[Task statement] Recast the records below as a Markdown table with two columns, "Row" and "Line." Give each line its own numbered row and omit any blank lines.

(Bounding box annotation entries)
(begin)

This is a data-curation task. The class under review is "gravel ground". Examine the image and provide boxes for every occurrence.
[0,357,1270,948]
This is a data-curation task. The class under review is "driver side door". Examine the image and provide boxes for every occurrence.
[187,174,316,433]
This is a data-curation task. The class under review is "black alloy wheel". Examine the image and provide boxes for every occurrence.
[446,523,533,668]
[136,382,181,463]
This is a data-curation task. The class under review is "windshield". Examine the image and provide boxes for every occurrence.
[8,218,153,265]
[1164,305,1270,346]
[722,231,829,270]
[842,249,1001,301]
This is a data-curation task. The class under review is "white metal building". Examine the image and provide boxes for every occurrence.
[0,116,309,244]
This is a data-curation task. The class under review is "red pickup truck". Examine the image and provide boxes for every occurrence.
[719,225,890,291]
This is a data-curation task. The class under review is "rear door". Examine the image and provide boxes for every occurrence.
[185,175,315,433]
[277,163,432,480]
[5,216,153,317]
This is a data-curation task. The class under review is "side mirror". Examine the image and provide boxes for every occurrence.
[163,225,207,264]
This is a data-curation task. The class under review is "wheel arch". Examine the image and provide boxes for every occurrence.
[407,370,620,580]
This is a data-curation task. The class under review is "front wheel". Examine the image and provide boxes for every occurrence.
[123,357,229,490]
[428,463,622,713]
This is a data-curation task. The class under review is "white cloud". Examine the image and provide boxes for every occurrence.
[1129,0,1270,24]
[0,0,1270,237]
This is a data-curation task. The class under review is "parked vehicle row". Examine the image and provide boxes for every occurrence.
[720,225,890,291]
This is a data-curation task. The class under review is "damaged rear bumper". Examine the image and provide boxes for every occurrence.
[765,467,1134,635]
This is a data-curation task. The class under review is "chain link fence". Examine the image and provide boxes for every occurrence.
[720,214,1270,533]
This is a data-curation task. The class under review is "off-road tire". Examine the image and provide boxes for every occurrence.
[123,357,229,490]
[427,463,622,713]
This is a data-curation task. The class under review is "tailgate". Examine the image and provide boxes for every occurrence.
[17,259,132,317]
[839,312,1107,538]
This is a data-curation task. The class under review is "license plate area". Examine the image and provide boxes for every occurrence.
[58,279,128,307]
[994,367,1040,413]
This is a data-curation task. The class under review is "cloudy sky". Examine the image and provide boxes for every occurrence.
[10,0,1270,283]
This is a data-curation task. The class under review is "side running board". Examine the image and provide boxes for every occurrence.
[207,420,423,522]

(end)

[Result of the task]
| Row | Line |
|---|---|
| 1 | This is a data-curation task. The class under review is "gravel ground". Examine the image and provide boxes for every occurrence. |
| 2 | [0,357,1270,948] |
| 3 | This is a data-curation task. The class under review is "driver side door". Examine the image and provide boxes for every occurrence. |
| 4 | [187,174,316,433] |
| 5 | This is a data-curation task. The class under review is "black alloy wheel". Examine the image and provide boxes for every occurrence. |
| 6 | [446,523,533,668] |
| 7 | [136,382,181,463] |
| 8 | This is a data-curation task. The class under review is "windshield". Examine the image and provide boxes for every occurrence. |
| 9 | [8,218,153,265] |
| 10 | [1164,305,1270,346] |
| 11 | [722,231,829,270] |
| 12 | [842,249,1001,301] |
| 13 | This is a data-curation task. The class under review is "white metal building". Examine the image and provide boxes for every occurrence. |
| 14 | [0,116,309,244] |
| 15 | This is a data-curation task. The class under review is "red pickup truck". Examine the image and provide boxes for every occurrence. |
| 16 | [719,225,890,291] |
| 17 | This is a data-curation task. The class under review is "rear door". Examine the image and provide boxes for every occurrence. |
| 18 | [185,175,315,433] |
| 19 | [277,163,432,480] |
| 20 | [5,216,153,317] |
| 21 | This is a data-curation task. The class under review is "side mirror". Examine the image and provide boxes for every occurrence. |
| 22 | [163,225,207,264] |
| 23 | This is a data-curation task. The class under review is "wheel arch". Examine the image and provide boxes for every occurrence. |
| 24 | [407,370,620,580] |
| 25 | This is a data-curation task. The class under review is "front wheel". Examine the image and provide boxes for every occurrence. |
| 26 | [123,357,229,490] |
| 27 | [428,463,622,713] |
| 28 | This is a data-curation task. The class under review is "white cloud". Examine the image and provide boxes for every occurrence. |
| 29 | [1129,0,1270,24] |
| 30 | [0,0,1270,237] |
| 31 | This is a data-curation task. The class under review is "parked vehicle row". Examine the image and provide boxes for every occurrence. |
| 32 | [720,225,890,291] |
| 33 | This is a data-curation task. The class under review is "damaged rear bumper". Examine the image and provide boxes for every occurrence. |
| 34 | [765,467,1134,635] |
| 35 | This is a data-curation task. The class under review is "chain link fence". Examine the image and provide boxes for every occurrence. |
| 36 | [720,214,1270,533] |
| 37 | This is a data-curation task. The class under review is "off-road tire". Examine the image and provide boxes for every occurrence. |
| 38 | [123,357,229,490] |
| 39 | [427,463,622,713] |
| 40 | This is a data-curation task. The class under review is "tailgate". Examine the image and provide boxes for every occurrence. |
| 41 | [17,259,132,317] |
| 42 | [839,312,1107,538] |
| 43 | This is a data-curation task. The class under review is "license plate area". Examine the image and provide boxes for every occurrence. |
| 44 | [58,279,128,307] |
| 45 | [994,367,1040,413] |
| 46 | This is a data-curation task. The class under review is "cloudy sky". Examine the image and provide boxes for every occurrence. |
| 47 | [10,0,1270,283] |
| 48 | This is a data-curation task. The class under review is "side running board". Examine the image and provide boxes for every occurrence. |
| 49 | [207,420,423,522] |